*TASK DIRECTIONS*. Look through the records below for the line with "task: segment the <item>driver</item>". Return that line and each one after it up to and including the line with "target: <item>driver</item>", exactly.
◆ ◆ ◆ ◆
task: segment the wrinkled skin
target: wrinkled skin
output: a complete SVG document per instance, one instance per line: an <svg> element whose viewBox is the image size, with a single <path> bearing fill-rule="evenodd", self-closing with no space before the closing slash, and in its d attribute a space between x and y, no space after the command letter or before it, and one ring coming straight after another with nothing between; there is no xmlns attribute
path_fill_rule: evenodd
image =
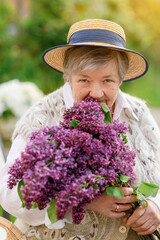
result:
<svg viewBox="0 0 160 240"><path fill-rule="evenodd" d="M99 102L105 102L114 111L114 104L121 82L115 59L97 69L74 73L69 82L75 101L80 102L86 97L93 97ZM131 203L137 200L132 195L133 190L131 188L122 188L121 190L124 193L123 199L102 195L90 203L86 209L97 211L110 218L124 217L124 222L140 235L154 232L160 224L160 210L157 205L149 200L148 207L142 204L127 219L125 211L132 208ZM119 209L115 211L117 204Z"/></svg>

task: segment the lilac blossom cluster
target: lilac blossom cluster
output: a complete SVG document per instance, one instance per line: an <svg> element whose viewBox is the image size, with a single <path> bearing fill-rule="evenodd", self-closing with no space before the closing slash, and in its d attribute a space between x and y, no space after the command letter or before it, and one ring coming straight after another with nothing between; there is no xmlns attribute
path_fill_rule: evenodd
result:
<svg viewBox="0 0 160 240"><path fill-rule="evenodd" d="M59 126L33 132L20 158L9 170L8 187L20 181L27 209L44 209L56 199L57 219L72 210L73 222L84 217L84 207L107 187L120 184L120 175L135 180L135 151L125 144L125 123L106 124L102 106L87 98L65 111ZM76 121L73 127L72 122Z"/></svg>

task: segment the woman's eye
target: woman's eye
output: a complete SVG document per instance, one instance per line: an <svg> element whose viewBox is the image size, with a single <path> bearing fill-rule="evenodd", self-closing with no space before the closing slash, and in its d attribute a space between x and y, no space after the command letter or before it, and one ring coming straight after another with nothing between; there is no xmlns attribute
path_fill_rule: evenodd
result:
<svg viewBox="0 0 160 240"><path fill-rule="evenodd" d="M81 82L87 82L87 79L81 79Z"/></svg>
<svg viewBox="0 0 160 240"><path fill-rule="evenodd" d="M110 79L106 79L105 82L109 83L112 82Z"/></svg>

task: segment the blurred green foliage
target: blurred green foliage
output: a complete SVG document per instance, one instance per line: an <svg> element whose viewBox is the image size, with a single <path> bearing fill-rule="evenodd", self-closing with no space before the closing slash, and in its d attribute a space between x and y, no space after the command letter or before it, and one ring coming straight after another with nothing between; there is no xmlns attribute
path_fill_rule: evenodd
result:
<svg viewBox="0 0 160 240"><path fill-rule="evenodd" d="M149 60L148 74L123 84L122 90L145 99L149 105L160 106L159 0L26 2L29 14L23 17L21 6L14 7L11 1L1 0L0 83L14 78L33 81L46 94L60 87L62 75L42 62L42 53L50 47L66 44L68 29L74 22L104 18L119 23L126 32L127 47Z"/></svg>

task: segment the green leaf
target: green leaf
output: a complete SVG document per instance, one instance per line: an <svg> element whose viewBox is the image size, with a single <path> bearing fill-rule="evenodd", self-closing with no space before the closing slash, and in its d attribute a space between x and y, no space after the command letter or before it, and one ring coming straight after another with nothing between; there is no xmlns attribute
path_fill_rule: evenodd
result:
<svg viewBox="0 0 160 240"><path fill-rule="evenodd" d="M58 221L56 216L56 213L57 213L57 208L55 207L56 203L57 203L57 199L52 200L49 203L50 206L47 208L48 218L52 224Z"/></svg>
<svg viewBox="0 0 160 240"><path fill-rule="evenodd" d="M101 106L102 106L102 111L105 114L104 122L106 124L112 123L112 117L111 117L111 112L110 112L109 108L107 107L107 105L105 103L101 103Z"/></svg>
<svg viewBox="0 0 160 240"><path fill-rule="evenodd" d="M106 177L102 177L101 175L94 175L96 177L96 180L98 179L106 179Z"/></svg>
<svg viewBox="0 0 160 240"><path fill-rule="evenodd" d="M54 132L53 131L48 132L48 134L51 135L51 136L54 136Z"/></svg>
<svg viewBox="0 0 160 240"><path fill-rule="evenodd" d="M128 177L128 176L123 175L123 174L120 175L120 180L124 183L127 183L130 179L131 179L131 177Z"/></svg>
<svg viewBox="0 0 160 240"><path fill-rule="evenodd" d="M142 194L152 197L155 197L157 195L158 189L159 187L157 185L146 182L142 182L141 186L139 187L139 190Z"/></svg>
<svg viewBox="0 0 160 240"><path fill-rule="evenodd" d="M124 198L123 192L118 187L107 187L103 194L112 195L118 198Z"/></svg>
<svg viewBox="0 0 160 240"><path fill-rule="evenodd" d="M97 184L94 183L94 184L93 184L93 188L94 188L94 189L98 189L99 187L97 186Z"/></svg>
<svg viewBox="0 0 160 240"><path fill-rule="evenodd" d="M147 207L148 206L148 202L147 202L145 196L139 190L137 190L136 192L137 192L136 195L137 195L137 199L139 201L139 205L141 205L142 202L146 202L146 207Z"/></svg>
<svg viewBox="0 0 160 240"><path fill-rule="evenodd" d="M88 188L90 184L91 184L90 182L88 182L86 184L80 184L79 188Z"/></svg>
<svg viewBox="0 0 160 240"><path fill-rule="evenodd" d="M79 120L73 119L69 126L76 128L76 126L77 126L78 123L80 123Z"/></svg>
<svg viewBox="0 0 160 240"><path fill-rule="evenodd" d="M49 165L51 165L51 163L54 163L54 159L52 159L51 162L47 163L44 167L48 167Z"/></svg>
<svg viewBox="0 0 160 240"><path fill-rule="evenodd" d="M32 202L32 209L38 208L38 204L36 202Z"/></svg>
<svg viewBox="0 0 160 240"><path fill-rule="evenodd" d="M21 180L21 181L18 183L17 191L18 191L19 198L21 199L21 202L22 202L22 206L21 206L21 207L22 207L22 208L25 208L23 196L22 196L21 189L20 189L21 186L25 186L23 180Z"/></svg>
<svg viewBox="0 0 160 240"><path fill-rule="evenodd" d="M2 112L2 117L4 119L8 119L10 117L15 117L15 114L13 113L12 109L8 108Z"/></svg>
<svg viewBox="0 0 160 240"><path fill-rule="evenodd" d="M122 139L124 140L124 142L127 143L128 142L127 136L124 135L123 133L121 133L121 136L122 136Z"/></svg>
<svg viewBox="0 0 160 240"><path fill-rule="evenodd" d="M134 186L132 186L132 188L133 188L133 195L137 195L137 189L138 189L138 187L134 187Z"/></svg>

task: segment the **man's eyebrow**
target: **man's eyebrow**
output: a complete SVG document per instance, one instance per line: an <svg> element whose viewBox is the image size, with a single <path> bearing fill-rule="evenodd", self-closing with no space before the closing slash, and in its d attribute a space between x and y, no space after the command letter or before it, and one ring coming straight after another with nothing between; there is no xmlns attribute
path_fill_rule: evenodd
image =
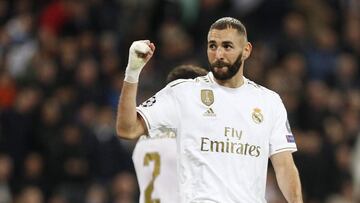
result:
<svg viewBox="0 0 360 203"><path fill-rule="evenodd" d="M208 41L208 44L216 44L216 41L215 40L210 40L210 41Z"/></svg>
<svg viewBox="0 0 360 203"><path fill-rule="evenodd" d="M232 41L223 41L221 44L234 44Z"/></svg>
◆ ◆ ◆ ◆
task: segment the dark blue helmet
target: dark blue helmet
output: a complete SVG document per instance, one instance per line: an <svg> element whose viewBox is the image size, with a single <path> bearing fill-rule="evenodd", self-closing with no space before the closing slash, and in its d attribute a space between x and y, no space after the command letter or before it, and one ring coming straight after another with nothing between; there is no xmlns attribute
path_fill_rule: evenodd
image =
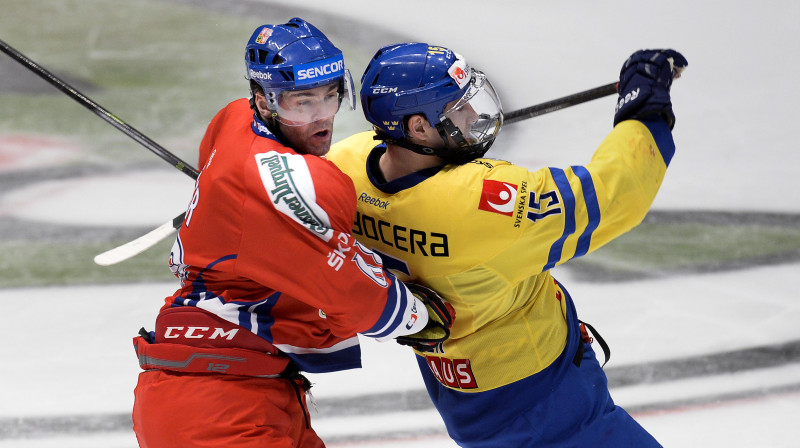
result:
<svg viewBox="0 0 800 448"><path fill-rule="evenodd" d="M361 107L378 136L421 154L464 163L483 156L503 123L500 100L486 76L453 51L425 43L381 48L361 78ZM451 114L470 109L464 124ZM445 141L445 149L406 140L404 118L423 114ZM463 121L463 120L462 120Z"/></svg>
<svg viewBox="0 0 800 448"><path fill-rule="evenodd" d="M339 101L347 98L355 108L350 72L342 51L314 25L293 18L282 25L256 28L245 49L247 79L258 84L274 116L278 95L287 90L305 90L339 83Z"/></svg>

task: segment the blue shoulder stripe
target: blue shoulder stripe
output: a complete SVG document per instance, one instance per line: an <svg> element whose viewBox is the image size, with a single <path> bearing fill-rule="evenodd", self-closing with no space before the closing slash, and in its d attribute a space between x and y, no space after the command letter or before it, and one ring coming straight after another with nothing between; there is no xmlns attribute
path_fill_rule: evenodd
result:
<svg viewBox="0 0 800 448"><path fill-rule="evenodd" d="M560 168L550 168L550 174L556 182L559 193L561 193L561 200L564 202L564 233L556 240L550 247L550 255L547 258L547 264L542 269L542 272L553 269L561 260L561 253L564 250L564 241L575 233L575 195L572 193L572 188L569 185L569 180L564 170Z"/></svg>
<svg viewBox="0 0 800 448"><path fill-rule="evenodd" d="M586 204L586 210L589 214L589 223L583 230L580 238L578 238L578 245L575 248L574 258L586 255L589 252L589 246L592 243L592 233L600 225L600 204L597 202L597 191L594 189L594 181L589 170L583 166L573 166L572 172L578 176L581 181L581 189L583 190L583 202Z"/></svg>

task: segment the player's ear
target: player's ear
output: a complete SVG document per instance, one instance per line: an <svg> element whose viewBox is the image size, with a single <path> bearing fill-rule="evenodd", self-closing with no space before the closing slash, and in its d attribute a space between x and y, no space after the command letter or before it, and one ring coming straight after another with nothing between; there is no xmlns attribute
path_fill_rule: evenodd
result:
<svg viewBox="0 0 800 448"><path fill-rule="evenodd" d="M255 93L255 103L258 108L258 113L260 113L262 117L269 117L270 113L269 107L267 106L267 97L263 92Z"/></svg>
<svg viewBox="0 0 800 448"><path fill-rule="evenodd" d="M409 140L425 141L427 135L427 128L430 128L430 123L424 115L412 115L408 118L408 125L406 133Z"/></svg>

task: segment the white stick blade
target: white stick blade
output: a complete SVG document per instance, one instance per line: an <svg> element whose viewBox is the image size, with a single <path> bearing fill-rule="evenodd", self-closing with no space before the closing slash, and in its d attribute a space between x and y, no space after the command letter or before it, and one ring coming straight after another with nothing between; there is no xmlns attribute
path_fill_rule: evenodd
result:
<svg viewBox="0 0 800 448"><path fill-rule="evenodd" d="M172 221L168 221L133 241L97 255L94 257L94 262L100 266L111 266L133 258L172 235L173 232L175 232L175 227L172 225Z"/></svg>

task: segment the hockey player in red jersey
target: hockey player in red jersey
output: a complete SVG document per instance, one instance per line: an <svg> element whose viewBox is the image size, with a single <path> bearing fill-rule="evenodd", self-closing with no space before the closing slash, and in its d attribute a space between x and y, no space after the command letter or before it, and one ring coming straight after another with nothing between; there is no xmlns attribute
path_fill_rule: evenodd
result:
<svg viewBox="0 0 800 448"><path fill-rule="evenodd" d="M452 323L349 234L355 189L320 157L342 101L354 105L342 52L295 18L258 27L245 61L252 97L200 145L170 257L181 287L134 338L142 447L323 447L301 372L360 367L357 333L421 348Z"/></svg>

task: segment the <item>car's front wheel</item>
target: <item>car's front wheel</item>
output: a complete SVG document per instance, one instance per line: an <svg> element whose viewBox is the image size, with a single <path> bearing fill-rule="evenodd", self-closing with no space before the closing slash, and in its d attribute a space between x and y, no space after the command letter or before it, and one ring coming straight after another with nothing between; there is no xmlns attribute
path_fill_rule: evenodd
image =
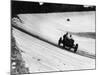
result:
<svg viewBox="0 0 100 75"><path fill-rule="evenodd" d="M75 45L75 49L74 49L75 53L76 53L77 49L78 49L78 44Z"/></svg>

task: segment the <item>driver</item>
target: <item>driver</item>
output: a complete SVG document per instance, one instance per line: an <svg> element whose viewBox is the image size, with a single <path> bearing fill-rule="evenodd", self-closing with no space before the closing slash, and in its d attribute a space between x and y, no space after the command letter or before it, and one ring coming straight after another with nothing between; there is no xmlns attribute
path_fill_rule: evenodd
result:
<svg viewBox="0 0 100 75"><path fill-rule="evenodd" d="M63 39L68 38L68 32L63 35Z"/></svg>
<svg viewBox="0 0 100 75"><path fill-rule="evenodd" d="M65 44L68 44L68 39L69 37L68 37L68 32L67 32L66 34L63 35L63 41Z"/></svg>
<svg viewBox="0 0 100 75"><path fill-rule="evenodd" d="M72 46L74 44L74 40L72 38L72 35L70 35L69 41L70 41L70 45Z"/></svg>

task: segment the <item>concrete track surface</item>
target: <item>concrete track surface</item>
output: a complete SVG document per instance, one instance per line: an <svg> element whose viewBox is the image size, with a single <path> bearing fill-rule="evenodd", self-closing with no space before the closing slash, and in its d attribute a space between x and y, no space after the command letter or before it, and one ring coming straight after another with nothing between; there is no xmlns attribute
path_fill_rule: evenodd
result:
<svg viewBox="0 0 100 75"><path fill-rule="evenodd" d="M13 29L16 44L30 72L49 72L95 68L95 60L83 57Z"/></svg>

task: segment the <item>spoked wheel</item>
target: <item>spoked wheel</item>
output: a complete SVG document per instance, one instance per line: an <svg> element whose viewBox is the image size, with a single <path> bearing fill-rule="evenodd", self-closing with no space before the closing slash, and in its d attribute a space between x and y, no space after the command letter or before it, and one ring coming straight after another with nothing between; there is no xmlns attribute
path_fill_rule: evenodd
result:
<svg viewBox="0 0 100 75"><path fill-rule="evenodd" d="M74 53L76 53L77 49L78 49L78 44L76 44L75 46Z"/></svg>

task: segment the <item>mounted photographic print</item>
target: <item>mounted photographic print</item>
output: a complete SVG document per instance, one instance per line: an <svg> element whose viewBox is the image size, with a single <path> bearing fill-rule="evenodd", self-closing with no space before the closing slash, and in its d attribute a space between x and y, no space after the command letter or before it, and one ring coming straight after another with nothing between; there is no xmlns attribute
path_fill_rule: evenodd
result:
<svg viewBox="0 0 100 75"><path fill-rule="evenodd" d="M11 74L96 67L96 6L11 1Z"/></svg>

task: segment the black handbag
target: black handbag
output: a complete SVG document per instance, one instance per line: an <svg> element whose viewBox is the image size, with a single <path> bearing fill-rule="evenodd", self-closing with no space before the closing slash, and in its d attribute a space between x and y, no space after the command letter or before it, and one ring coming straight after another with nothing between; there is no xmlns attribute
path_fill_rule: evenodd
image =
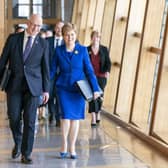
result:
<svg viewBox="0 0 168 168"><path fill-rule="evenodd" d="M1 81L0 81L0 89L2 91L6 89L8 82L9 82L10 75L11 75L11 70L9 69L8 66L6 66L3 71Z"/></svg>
◆ ◆ ◆ ◆
*SOLVED EXERCISE*.
task: segment the <item>driver</item>
target: <item>driver</item>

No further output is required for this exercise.